=== Record excerpts ===

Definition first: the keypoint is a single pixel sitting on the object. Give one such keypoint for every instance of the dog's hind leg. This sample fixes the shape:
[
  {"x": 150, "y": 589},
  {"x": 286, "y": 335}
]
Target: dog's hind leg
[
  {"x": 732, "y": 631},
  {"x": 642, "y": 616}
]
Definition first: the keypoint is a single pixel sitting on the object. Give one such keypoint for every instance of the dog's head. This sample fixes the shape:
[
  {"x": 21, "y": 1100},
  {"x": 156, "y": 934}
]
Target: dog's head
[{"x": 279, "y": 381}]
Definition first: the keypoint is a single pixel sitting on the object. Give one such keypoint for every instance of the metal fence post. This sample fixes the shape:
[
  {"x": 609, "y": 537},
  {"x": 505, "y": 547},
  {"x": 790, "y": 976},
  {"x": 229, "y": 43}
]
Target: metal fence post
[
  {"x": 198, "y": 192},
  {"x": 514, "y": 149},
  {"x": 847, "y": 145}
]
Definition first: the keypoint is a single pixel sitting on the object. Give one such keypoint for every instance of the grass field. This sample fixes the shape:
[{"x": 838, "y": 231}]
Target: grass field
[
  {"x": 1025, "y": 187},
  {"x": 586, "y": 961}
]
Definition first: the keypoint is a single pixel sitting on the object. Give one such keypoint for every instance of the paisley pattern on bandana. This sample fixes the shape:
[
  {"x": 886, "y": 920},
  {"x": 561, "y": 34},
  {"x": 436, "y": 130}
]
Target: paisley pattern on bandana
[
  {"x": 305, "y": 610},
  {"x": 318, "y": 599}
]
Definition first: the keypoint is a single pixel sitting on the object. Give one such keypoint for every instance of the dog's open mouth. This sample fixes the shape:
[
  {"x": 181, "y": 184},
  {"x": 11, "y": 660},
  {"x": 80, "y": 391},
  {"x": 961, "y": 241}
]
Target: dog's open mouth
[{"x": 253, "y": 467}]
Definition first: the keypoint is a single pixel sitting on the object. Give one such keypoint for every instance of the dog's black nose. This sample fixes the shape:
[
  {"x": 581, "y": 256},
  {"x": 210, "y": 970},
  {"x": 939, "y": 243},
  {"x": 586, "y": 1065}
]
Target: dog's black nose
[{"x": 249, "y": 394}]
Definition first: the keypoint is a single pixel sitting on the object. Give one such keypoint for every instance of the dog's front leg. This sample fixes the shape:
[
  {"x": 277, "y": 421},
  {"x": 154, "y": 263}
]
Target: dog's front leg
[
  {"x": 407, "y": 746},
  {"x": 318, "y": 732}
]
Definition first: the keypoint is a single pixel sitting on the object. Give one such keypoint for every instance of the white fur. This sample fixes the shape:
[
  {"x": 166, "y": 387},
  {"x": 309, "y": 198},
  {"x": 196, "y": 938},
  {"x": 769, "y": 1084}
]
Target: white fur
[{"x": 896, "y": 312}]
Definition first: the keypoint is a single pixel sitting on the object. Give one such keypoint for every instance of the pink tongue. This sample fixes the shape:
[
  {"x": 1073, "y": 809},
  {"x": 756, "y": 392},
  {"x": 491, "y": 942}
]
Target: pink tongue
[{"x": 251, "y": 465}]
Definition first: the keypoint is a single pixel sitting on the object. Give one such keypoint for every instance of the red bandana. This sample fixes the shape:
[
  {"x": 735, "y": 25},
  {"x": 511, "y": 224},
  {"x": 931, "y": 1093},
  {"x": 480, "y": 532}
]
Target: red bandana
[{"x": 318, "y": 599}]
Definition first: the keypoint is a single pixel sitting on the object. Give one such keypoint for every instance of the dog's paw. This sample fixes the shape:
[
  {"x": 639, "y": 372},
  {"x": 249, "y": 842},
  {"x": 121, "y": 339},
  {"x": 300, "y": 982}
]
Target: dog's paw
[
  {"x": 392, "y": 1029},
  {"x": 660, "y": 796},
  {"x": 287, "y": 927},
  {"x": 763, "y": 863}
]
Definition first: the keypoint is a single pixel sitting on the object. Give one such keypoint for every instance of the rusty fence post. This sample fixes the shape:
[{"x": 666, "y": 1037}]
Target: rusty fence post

=== Set task ===
Reproduce only the lines between the line containing "of the white" and the last line of the records, those two lines included, exactly.

=== Finished exercise ===
Definition first: the keypoint is a single pixel sitting on the object. Give one such keypoint for every instance of the white fur. This sample fixes the shape:
[
  {"x": 166, "y": 387},
  {"x": 309, "y": 198},
  {"x": 196, "y": 938},
  {"x": 769, "y": 1084}
]
Target: white fur
[{"x": 896, "y": 312}]
Definition first: the keypoint is a single pixel sitting on the object. Give one such keypoint for every instance of the pink tongue. This sample fixes the shape:
[
  {"x": 1073, "y": 809},
  {"x": 756, "y": 392},
  {"x": 491, "y": 942}
]
Target: pink tongue
[{"x": 251, "y": 465}]
Definition first: the keypoint is a single pixel sitting on the object. Give one such keypoint for every instance of the red bandana. This sample fixes the shape:
[
  {"x": 735, "y": 25},
  {"x": 511, "y": 224},
  {"x": 931, "y": 1093},
  {"x": 480, "y": 532}
]
Target: red bandana
[{"x": 318, "y": 599}]
Definition first: the keypoint is a single pixel sitting on the object. Give one such keypoint for every instance of the dog's paw. This sample fixes the shape:
[
  {"x": 639, "y": 372},
  {"x": 249, "y": 842},
  {"x": 121, "y": 339},
  {"x": 300, "y": 982}
]
Target: dog's paw
[
  {"x": 392, "y": 1029},
  {"x": 660, "y": 796},
  {"x": 287, "y": 927},
  {"x": 763, "y": 863}
]
Definition first: the keypoint is a single pixel sitting on the object. Give one such keypoint for every instance of the rusty fence post. This sample fixes the shape:
[{"x": 666, "y": 1037}]
Target: rusty fence post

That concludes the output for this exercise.